(Исходный материал)
++++++++
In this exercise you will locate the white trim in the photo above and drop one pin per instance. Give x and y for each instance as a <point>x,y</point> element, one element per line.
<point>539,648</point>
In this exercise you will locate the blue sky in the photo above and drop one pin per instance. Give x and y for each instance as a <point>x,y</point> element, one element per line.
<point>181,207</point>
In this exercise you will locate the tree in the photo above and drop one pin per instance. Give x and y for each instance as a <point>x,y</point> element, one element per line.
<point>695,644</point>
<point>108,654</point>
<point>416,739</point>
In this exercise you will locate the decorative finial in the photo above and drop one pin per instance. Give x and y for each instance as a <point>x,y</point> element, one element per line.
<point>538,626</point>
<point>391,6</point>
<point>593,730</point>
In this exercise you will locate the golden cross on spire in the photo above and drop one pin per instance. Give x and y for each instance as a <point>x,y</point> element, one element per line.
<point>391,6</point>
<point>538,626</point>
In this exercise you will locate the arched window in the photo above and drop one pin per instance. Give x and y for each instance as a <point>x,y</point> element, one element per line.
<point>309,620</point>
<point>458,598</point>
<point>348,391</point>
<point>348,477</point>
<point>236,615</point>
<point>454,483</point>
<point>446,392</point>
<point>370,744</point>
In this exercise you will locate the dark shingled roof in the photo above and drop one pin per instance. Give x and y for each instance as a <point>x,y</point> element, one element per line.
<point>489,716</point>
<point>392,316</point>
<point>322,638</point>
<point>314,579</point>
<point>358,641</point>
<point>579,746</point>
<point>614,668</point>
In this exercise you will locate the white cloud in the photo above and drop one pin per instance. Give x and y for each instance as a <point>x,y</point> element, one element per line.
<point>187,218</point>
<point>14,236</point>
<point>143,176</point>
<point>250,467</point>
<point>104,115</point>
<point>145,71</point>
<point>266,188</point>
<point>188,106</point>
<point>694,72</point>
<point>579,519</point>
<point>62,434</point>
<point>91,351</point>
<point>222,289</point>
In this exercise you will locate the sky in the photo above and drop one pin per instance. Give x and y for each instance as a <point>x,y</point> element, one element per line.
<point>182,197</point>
++++++++
(Письменное задание) Перенесите весь материал в CSV из двух столбцов, «формулировка» и «ответ», по одной строке на каждую формулировку вместе со всеми относящимися к ней ответами. Каждое значение заключите в кавычки целиком в одно поле, заменив переносы строк пробелами.

(Ответ на задание)
формулировка,ответ
"In this exercise you will locate the white trim in the photo above and drop one pin per instance. Give x and y for each instance as a <point>x,y</point> element, one element per line.","<point>539,648</point>"
"In this exercise you will locate the blue sky in the photo above and drop one pin per instance. Give x and y for each instance as a <point>x,y</point> element, one element per line.","<point>181,207</point>"
"In this exercise you will locate the tree in the photo above and drop one pin per instance. Give x and y for each instance as a <point>x,y</point> element, one element per line.","<point>695,644</point> <point>108,654</point> <point>416,739</point>"
"In this exercise you will locate the decorative finial in the photo above and drop one pin per instance. Give x and y for each instance as a <point>x,y</point> element, one element per line.","<point>538,626</point> <point>391,6</point> <point>593,730</point>"
"In this exercise you will locate the golden cross on spire in the photo above and drop one pin per instance. Give x and y for each instance as a <point>x,y</point> element, one element per line.","<point>391,6</point> <point>538,626</point>"
"In this exercise you will locate the arched window in the photo above and drop one pin per instance. Give x and y for each instance as a <point>x,y</point> element, one element per line.","<point>309,620</point> <point>458,598</point> <point>348,391</point> <point>348,477</point> <point>236,615</point> <point>454,483</point> <point>446,392</point> <point>370,744</point>"
"In this exercise you will locate the dark shingled roof in the photo above and drop one pin per instance. Give x and y for each instance as a <point>x,y</point> element, one element per line.","<point>489,716</point> <point>392,316</point> <point>322,638</point> <point>314,579</point> <point>358,641</point> <point>579,746</point> <point>614,668</point>"
"In this exercise you will locate the white cloud in the photo above and drop one pin per instance. Give x and y for each instance as a <point>x,y</point> element, one element per line.","<point>187,218</point> <point>14,236</point> <point>143,176</point> <point>250,467</point> <point>104,115</point> <point>145,71</point> <point>266,188</point> <point>188,106</point> <point>694,72</point> <point>579,519</point> <point>62,434</point> <point>91,351</point> <point>222,289</point>"
"In this exercise you will locate the sky in the photo above and drop one pin per instance. Give x and y for each instance as a <point>x,y</point> element, one element per line.","<point>182,197</point>"